In the passage on blockchain validation and smart contracts, what follows when execution of the locking and unlocking scripts evaluates to TRUE?
>> begin SELECTED PASSAGE
For a transaction to be written to the blockchain, it must be “validated.” Network nodes (miners) may perform work to ensure that each transaction is valid, with invalid transactions being rejected from the network. Software clients installed on the nodes may perform this validation work on an unspent transaction (UTXO) by executing its locking and unlocking scripts. If execution of the locking and unlocking scripts evaluates to TRUE, the transaction is valid and is written to the blockchain. Thus, for a transaction to be written to the blockchain, it should be: (i) validated by a first node that receives the transaction—e.g., if the transaction is validated, the node relays it to other nodes in the network; (ii) added to a new block built by a miner; and (iii) mined, e.g., added to the public ledger of past transactions.
Blockchain may be used for implementation of “smart contracts” that can be associated with digital asset. These are computer programs designed to automate execution of terms of a machine-readable contract or agreement. Unlike a traditional contract, which would be written in natural language, a smart contract is a machine-executable program that may include rules for processing inputs to generate results; these results may then cause actions to be performed depending upon those results. With respect to commercial transactions, for example, these may involve a transfer of property rights and/or assets. Such assets may include real property, personal property (including both tangible and intangible property), digital assets such as software, or any other type of asset. In the digital economy, there is often an expectation that exchanges and transfers will be performed in a timely manner and across vast distances. This expectation, along with practical, technical limitations, means that traditional forms of asset transfer, such as physical delivery of hardcopy of documents representing a contract, negotiable instrument, etc., or a tangible asset itself, are not desirable. Thus, smart contracts can provide enhanced control, efficiency, and speed of transfer.
>> end SELECTED PASSAGE
>> begin DATA SECTION
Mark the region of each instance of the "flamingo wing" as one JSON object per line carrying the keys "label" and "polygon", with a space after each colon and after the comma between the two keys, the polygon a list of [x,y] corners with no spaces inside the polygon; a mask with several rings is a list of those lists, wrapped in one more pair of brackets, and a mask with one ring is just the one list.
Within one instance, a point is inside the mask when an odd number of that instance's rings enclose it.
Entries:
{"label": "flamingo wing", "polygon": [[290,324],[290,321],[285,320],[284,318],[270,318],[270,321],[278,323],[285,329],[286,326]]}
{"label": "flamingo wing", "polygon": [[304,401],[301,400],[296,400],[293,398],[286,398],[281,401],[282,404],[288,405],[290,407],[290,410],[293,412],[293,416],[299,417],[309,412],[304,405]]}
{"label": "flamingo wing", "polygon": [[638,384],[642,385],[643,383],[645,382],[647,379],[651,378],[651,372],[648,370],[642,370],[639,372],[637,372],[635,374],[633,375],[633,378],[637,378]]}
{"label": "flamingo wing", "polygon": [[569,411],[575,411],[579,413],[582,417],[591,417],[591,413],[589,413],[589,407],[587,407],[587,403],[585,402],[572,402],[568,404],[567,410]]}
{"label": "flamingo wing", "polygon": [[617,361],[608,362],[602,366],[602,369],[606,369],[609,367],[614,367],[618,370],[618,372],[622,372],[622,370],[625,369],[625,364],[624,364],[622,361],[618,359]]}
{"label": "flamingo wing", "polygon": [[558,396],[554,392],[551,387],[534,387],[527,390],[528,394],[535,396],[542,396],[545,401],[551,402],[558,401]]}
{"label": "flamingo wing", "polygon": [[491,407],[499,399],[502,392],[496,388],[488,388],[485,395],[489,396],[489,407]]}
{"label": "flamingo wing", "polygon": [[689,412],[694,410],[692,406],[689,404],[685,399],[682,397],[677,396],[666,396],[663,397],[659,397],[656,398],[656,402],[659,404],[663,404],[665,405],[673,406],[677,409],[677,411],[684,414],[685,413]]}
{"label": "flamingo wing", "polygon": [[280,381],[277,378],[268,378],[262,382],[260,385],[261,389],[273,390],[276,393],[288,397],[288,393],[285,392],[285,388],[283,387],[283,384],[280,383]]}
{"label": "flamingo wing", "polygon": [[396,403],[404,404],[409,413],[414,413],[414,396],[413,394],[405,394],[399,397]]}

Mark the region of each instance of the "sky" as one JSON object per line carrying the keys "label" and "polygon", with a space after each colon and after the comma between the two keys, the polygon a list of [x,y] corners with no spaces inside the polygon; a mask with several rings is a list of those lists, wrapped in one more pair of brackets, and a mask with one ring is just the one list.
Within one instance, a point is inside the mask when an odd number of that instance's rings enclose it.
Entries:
>> end DATA SECTION
■ FINISHED TASK
The transaction is valid and is written to the blockchain.